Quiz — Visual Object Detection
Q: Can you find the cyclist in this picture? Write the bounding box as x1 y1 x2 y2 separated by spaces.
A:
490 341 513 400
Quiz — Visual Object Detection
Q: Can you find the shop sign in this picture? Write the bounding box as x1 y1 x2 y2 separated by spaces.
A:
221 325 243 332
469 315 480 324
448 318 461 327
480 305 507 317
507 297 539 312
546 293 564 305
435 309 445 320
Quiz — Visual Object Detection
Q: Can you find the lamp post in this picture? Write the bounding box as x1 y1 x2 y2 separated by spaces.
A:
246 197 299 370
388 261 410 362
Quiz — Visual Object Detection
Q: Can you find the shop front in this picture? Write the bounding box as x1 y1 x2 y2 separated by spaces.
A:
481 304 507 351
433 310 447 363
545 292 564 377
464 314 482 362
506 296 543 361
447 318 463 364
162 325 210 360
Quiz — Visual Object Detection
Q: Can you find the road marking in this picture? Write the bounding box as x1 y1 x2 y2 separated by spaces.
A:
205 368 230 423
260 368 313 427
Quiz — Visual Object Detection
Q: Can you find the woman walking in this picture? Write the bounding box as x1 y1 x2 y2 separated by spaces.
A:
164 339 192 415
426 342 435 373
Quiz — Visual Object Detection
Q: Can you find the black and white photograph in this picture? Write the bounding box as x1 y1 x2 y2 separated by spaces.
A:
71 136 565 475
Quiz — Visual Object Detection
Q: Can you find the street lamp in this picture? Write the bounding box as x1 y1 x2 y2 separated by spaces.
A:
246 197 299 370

● ● ● ● ●

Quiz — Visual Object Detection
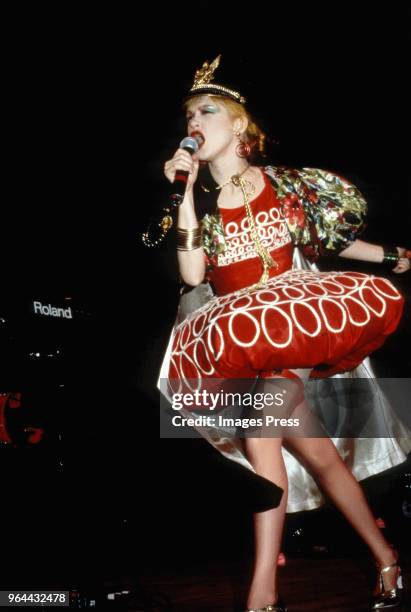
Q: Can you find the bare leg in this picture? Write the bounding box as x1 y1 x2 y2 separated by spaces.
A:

● ● ● ● ●

(What is expected): Collect from the data above every line that includes "bounding".

(Problem solution):
Q: Can you find the cyclist in this picture? Write the bounding box as x1 y1 x2 y2 separated by spaces.
Q: Can you find the shop sign in this picture? Write the bounding box as x1 y1 x2 y2 separated by spaces.
Q: Can you find the lamp post in this picture? Write the bounding box as x1 y1 x2 y2 separated by spaces.
Q: Can you find the shop front in this picture? Write the bounding box as x1 y1 x2 y2 separated by spaces.
Q: Can you find the road marking in this picture? Write the bounding box as x1 y1 x2 y2 separated by spaces.
Q: Can you find the woman walking in this picture? Write the bounding box as x1 y1 x2 y2 separated by spaces.
Q: Can you find the black and white photograph in this picture? Write the bounding box as x1 y1 x2 y2 separated by spaces.
Q: Can you find the street lamp in this picture? Write the bounding box as x1 y1 x2 y2 separated by spaces.
Q: Can you find the bare leg in this picture? Write the bounding box as x1 y1 x2 y2 separated by spaces.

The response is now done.